Document text section start

State required passport specialists to work up to 24 hours of overtime per month in 2023. Image: Steve Heap/Shutterstock.com
By: FEDweek StaffIn a review of past events that may be a preview of the future, the GAO has said that a hiring freeze in 2017 in State Department positions involved with processing passport applications contributed to the backlog of following years.
“Issuance of U.S. passports is among the State Department’s most visible and important public services. Moreover, its timeliness in adjudicating passport applications and issuing passports affects American citizens as well as the travel and leisure industry,” a report said.
However, by 2023, processing of routine applications on average was taking four weeks longer than before the pandemic and processing of expedited applications was taking two weeks longer, with effects on applications that “included delayed or cancelled travel.” While the number of applications had increased as post-pandemic travel picked up, a “primary factor was staff shortages” resulting from the 2017 hiring freeze, it said.
The freeze was lifted the following year but “State was unable to hire passport specialists at the rate necessary to meet staffing needs because attrition outpaced on-boarding of new staff” and still is below 2017 levels, it said.
In response, the department took steps including requiring passport specialists to work up to 24 hours of overtime per month in 2023, and is developing a long-term “Transformation Roadmap” to modernize processing. However, the department has not set specific goals for all aspects of that plan and “has not identified the resources needed to fully implement the roadmap. State officials told GAO that the greatest risks to implementing the roadmap were insufficient staffing and funding,” it said.
It said that State agreed with recommendations to fully define milestones for the modernization plan and determine the staff and other resources that will be needed.

Document text section end
Supplied records section start

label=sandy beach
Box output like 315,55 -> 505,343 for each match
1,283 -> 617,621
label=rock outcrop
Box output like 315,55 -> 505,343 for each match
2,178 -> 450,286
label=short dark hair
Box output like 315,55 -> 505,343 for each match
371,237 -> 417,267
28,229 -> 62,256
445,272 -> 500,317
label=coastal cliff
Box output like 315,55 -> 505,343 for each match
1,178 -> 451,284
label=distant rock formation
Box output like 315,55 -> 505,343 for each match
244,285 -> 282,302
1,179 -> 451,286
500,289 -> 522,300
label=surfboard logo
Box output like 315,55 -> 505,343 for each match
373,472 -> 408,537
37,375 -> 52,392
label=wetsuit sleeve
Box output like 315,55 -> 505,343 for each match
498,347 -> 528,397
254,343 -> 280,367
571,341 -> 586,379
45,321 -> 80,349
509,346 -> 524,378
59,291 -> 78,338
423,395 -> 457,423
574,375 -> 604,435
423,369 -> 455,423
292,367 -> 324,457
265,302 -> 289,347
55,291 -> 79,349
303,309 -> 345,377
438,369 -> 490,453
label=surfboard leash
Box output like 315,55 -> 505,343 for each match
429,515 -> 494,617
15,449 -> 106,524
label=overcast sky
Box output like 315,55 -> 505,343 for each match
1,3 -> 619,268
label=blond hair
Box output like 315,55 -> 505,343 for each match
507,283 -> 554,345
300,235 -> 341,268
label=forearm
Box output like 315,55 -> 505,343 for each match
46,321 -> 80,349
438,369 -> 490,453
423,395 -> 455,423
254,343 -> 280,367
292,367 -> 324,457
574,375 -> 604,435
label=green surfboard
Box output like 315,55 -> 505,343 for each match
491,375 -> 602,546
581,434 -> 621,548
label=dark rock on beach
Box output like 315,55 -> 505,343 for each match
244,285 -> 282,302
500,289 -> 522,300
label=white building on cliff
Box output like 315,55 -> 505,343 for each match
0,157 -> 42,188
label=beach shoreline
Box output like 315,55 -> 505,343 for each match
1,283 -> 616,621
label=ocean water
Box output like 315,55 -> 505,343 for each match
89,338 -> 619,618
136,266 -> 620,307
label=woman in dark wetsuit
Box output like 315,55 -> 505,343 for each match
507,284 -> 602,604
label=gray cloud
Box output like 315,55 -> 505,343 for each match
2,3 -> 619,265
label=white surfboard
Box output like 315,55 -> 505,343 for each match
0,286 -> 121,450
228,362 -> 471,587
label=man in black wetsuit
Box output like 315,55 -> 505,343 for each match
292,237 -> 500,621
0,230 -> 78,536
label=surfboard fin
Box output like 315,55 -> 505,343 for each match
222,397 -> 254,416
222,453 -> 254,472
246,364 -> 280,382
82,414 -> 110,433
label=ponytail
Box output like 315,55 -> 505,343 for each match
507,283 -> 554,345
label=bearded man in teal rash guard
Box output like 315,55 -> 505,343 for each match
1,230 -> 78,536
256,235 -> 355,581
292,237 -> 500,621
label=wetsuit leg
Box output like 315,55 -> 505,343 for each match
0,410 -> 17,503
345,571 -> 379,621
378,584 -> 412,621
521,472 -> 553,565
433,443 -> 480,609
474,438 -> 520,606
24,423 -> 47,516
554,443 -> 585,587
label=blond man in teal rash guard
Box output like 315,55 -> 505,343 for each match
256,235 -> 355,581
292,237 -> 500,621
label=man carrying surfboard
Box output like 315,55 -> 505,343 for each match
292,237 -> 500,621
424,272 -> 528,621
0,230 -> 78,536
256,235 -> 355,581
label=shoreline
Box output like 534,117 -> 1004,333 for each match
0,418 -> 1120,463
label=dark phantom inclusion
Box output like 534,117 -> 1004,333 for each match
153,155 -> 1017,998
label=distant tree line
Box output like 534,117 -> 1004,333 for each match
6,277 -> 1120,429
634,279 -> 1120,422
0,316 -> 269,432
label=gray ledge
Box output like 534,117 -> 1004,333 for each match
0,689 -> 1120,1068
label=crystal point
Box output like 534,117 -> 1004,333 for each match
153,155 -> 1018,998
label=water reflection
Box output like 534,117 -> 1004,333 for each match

Supplied records section end

Rewrite the passport backlog article between "The freeze was" and "levels, it said.", inclusive, swapping "attrition" for "turnover". The lines are separate material and have nothing to do with the passport backlog article.

The freeze was lifted the following year but “State was unable to hire passport specialists at the rate necessary to meet staffing needs because turnover outpaced on-boarding of new staff” and still is below 2017 levels, it said.